> _WHAT TO PRODUCE_
Each line of the material below that holds the word "Outline" needs to be copied.

> _PROVIDED RECORDS_
##############################
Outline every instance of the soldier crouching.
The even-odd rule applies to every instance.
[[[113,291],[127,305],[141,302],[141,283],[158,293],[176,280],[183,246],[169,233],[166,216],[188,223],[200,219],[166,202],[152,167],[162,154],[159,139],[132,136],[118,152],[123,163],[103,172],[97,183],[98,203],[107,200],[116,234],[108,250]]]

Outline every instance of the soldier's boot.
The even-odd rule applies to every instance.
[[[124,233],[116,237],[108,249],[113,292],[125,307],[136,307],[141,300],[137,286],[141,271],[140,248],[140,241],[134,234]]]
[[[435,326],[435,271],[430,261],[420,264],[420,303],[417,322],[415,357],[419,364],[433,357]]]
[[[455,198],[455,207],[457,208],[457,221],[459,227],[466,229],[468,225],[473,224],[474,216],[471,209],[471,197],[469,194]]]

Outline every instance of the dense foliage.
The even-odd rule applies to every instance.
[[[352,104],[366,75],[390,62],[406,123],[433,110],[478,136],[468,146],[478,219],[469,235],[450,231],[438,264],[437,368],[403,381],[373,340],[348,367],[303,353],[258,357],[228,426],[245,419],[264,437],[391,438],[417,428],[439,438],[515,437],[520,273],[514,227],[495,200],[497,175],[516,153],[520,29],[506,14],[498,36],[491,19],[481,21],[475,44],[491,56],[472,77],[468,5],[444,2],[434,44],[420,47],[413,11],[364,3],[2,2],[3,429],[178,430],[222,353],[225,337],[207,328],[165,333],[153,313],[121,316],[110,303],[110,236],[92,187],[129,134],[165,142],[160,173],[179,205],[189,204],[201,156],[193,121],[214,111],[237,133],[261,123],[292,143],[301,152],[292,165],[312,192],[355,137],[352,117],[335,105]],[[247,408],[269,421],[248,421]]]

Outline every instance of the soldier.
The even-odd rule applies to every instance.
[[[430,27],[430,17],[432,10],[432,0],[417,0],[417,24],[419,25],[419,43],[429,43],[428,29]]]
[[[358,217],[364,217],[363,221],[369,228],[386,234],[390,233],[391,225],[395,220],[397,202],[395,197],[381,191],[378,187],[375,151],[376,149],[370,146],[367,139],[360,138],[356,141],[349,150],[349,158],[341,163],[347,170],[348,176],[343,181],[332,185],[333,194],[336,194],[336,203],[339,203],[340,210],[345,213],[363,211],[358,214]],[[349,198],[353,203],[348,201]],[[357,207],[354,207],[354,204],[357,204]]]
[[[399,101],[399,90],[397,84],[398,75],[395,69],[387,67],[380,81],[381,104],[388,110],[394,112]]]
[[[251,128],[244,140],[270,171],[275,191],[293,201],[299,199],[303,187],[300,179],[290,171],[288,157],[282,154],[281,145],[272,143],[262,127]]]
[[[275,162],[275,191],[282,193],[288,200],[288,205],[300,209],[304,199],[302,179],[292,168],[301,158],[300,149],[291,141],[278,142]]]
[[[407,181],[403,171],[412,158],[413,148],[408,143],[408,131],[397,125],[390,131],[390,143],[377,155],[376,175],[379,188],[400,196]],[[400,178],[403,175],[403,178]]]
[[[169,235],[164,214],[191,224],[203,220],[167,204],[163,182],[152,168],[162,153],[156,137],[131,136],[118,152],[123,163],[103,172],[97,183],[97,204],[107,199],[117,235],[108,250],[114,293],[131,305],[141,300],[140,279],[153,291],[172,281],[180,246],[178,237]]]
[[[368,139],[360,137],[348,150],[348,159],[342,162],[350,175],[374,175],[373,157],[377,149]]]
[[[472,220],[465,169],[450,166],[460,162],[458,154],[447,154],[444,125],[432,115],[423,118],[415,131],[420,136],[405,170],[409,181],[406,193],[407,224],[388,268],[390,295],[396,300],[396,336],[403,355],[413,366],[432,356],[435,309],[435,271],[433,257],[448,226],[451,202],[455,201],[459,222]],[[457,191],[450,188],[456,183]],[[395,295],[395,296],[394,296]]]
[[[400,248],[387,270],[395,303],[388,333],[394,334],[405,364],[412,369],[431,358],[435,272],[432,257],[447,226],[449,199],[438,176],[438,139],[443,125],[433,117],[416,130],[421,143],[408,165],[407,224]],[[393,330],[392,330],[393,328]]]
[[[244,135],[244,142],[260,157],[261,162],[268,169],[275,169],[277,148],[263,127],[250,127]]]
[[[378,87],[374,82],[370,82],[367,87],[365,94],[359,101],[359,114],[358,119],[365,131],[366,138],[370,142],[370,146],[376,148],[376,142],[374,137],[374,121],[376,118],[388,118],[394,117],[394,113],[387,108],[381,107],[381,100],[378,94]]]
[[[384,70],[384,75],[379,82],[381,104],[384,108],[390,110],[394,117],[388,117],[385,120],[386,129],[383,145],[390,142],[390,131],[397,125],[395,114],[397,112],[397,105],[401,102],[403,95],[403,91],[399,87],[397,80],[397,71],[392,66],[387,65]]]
##############################
> _EXPECTED ANSWER_
Outline every instance of the soldier crouching.
Outline every instance of the soldier's boot.
Outline every instance of the dense foliage.
Outline every instance of the soldier.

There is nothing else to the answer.